***** Supplied records

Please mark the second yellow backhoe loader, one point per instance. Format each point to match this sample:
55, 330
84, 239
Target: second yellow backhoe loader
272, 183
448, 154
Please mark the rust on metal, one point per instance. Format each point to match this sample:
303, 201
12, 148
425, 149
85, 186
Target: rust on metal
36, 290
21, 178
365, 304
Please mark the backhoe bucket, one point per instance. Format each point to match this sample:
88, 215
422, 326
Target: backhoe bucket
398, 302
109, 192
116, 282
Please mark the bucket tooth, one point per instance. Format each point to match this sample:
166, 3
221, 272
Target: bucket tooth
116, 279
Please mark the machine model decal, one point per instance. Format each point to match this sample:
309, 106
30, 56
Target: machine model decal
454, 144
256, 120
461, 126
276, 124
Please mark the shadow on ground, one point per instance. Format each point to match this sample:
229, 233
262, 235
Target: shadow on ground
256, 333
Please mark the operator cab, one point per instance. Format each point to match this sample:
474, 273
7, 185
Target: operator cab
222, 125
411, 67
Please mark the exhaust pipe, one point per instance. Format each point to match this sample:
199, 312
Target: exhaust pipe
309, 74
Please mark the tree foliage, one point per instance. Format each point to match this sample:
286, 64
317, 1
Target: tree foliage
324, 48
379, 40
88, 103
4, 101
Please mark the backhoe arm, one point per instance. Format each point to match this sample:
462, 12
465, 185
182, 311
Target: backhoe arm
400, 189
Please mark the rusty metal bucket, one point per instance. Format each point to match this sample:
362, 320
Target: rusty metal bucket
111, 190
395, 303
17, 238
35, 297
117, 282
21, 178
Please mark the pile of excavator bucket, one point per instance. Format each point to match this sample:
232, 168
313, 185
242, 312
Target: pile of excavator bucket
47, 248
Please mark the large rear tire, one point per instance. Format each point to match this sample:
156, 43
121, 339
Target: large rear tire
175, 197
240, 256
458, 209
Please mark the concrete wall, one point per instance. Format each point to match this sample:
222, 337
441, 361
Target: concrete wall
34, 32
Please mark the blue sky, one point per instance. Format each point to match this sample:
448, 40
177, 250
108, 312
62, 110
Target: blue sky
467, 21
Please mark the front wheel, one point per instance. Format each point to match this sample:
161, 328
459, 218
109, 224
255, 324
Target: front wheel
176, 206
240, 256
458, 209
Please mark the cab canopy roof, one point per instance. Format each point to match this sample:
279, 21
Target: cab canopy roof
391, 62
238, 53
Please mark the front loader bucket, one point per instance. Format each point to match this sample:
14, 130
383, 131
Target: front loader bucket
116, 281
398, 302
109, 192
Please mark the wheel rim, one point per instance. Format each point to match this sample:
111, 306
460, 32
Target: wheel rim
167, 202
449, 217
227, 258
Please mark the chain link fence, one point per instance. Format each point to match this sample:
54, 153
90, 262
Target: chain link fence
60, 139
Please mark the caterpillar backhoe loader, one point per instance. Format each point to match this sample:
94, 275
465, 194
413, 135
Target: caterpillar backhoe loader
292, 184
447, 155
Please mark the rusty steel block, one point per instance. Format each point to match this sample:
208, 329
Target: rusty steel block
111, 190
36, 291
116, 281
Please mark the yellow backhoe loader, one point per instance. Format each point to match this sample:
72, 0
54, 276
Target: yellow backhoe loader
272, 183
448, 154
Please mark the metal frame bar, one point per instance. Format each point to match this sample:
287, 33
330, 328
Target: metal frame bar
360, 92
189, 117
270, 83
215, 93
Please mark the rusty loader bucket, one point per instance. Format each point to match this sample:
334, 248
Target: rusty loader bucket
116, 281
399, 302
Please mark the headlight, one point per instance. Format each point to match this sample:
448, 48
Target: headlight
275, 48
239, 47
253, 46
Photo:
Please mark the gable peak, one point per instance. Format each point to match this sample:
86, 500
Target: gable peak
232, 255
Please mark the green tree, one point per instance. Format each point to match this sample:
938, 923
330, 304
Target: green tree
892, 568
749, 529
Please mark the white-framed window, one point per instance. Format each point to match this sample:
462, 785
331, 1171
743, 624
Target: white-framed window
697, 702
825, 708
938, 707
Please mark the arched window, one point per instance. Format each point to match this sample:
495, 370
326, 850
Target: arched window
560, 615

**********

§ Exercise instructions: Recopy the entries above in their entirety, exactly.

§ Exercise result:
Please mark the second yellow backhoe loader, one point per instance. Format each point to match this sample:
55, 330
84, 239
Target: second yellow backhoe loader
272, 183
448, 154
Please mark the rust on metal, one point per instance. Format each point to match this sample:
303, 201
12, 148
425, 149
85, 186
Target: rust on metal
36, 290
21, 178
365, 304
Please mark the backhoe bucket, one point per instance. Format each point to match this sample:
88, 215
422, 326
Target: backhoe bucket
398, 302
109, 192
116, 282
Please mark the bucket tooth, one point per instance. Format each point to match this sample:
166, 3
221, 272
Target: bucket tooth
116, 279
Please mark the machine model decal, one point per instance. Format each point to match this sample:
309, 106
30, 56
Target: machine model decal
454, 144
256, 120
461, 126
276, 124
Please mark the shadow on ground, one point per instance. Format each point to match this sample:
229, 233
262, 235
Target: shadow on ground
256, 333
Please mark the operator cab, one point per instance. Format each point to match this sample:
474, 273
7, 185
Target: operator cab
222, 125
411, 67
Please mark the exhaust pipe, one point per instance. Format each point to match this sample:
199, 312
Target: exhaust pipe
309, 74
Please mark the tree foliage, one point per instance. Format each point to match this sample:
286, 64
317, 1
Target: tree foliage
324, 48
379, 40
88, 103
4, 101
Please mark the backhoe arm, one point per instance. Format each point to match this sample:
462, 12
465, 185
182, 311
Target: backhoe arm
400, 189
Please mark the rusty metal bucket, one point per instance. Format each point to match this sample:
362, 320
Target: rusty metal bucket
111, 190
395, 303
17, 238
35, 297
117, 282
21, 178
Please mark the pile of excavator bucket, one point per instance. Format each point to match this sample:
232, 168
313, 185
242, 312
Target: pile of excavator bucket
47, 248
Please mark the large rear tire, one point per instance. Format each point to match this sample:
156, 43
121, 339
Target: large rear tire
175, 197
240, 256
458, 209
Please mark the concrete wall, one point per instance. Format each point to match this sample:
222, 337
441, 361
Target: concrete wall
34, 32
Please mark the blue sky, one point per instance. Format each point to match this sample:
448, 40
177, 250
108, 312
62, 110
Target: blue sky
467, 21
Please mark the front wheel, one point per instance. Format each point to match this sample:
161, 328
459, 218
109, 224
255, 324
Target: front wheel
176, 206
240, 256
458, 209
Please mark the cab canopy roof, one point per instance. Format each point to match this sample:
279, 21
Target: cab canopy roof
391, 62
238, 53
Please mark the front loader bucket, one point per instance. Format each point to match this sample:
14, 130
383, 131
Target: front loader bucket
116, 281
398, 302
109, 192
Please mark the wheel rim, one point per instance. Format each point to match this sample:
111, 306
460, 32
Target: wheel rim
167, 202
449, 217
227, 258
Please mark the chain link fence, one point per instance. Format each point to match this sample:
54, 153
90, 262
Target: chain link fence
60, 139
Please mark the caterpillar backhoe loader, one point per instance. Format each point to match this sample:
94, 275
465, 194
413, 135
Target: caterpillar backhoe loader
292, 184
447, 155
Please mark the rusty steel block, one point per instance. Format each point to match this sample:
208, 329
Target: rusty steel block
111, 190
36, 291
116, 281
Please mark the yellow backhoe loader, one point per instance. Format each point to match this sample:
72, 0
54, 276
Target: yellow backhoe loader
272, 183
448, 154
Please mark the metal frame bar, one point per instance. Format each point to match this sample:
287, 33
330, 328
Target: metal frame bar
360, 92
189, 117
270, 83
215, 93
Please mark the rusty loader bucket, one point per instance. Format each point to match this sample:
334, 248
Target: rusty loader bucket
116, 281
399, 302
Please mark the headlight, one point per instance. Format each point to match this sample:
448, 48
Target: headlight
275, 48
239, 47
253, 46
Photo:
Please mark the gable peak, one point per instance. Format each point to match this sample:
86, 500
Target: gable peak
232, 255
Please mark the green tree, one point per instance. Format each point to match this sample:
938, 923
330, 304
Target: green tree
892, 568
749, 529
Please mark the white-framed window, one point per instance. Format each point to match this sample:
462, 785
331, 1171
743, 624
Target: white-framed window
697, 702
825, 708
938, 707
Please mark the arched window, one point per instance. Format each point to match this sample:
495, 370
326, 850
Target: arched window
560, 615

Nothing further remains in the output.